* **Work task**
Go through the records and filter out every line lacking the word "officer"; copy the lines that remain.
──────── Data shown
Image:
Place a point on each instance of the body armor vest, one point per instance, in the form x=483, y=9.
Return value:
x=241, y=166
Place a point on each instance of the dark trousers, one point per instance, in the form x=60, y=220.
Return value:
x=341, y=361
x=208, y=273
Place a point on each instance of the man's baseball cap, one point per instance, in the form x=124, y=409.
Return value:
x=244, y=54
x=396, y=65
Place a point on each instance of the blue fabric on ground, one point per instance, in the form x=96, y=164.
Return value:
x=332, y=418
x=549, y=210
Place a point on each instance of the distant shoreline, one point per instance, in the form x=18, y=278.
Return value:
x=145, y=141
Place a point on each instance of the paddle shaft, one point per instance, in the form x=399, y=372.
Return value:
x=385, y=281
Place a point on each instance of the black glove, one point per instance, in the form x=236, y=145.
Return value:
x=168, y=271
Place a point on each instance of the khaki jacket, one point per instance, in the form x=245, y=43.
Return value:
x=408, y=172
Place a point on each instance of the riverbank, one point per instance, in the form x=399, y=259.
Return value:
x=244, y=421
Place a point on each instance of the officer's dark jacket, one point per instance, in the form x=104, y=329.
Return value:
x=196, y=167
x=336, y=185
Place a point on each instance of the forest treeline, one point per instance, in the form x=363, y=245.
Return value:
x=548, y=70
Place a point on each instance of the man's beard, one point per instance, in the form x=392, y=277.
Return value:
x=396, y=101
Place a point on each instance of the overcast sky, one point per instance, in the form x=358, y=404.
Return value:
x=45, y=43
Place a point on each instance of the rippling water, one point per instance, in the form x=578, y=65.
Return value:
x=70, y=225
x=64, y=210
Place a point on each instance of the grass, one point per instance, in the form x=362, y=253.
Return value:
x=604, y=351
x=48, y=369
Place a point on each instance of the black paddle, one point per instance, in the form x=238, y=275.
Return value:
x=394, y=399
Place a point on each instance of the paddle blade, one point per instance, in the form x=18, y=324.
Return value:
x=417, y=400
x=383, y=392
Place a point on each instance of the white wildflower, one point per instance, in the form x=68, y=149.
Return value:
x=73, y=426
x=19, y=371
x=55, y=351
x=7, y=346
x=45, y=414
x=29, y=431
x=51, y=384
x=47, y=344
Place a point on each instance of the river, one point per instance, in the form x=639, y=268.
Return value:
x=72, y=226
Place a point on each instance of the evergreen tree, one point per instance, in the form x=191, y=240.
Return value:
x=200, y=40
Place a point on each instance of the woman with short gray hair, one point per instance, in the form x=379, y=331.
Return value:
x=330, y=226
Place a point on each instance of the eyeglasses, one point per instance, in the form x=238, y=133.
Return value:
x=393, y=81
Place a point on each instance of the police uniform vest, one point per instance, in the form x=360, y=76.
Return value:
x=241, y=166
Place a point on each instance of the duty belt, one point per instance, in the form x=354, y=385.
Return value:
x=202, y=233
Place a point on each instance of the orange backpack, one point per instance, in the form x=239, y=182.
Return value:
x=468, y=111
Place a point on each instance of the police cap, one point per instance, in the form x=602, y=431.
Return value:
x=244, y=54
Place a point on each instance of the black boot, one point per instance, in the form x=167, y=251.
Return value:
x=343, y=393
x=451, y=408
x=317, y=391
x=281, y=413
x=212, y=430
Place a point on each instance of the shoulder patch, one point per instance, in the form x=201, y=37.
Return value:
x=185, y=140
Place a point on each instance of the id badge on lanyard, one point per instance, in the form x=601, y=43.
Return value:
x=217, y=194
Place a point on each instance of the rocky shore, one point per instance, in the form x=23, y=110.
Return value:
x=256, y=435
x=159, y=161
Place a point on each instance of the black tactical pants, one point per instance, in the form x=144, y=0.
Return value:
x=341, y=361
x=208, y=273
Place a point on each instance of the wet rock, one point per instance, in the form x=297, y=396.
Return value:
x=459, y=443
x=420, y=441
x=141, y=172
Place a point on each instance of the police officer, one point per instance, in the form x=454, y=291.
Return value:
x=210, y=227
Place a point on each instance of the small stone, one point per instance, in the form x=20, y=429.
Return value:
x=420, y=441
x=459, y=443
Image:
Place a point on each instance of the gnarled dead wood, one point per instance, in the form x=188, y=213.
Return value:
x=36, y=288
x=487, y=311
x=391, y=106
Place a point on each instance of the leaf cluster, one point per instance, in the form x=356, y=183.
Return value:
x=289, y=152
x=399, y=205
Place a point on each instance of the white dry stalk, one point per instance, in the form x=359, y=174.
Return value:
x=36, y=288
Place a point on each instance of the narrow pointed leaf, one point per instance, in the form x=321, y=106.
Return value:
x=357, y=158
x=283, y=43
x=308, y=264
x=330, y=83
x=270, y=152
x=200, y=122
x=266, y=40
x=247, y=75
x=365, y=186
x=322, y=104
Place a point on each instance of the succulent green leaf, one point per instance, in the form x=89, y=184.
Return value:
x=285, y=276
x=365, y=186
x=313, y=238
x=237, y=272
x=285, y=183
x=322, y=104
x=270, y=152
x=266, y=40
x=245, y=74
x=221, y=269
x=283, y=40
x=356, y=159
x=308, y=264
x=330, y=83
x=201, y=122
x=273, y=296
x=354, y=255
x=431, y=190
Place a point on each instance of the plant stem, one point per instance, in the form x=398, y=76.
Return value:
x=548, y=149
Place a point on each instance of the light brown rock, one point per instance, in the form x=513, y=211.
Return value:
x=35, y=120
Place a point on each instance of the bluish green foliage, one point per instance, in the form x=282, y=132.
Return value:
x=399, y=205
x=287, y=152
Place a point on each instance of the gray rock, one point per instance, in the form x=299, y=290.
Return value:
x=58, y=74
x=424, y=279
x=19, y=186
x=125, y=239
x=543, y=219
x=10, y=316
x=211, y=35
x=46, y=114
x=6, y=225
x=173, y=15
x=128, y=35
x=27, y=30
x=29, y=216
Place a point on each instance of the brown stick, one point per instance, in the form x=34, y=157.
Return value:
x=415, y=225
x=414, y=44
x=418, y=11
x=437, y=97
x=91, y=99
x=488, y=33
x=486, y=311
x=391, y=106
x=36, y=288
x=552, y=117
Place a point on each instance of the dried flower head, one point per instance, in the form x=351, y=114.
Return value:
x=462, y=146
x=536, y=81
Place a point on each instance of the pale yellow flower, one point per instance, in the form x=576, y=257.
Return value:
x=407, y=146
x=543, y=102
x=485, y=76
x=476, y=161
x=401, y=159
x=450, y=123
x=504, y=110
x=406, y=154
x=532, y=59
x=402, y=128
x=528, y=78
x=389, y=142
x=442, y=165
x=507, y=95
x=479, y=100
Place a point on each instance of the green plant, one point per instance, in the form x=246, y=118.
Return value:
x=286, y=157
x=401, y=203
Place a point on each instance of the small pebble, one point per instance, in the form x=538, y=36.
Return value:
────────────────
* **Answer for this exercise**
Place a point on each instance of the officer's dark jacket, one point per instance, in the form x=104, y=329.
Place a point on each instance of the police officer, one point per instance, in the form x=454, y=291.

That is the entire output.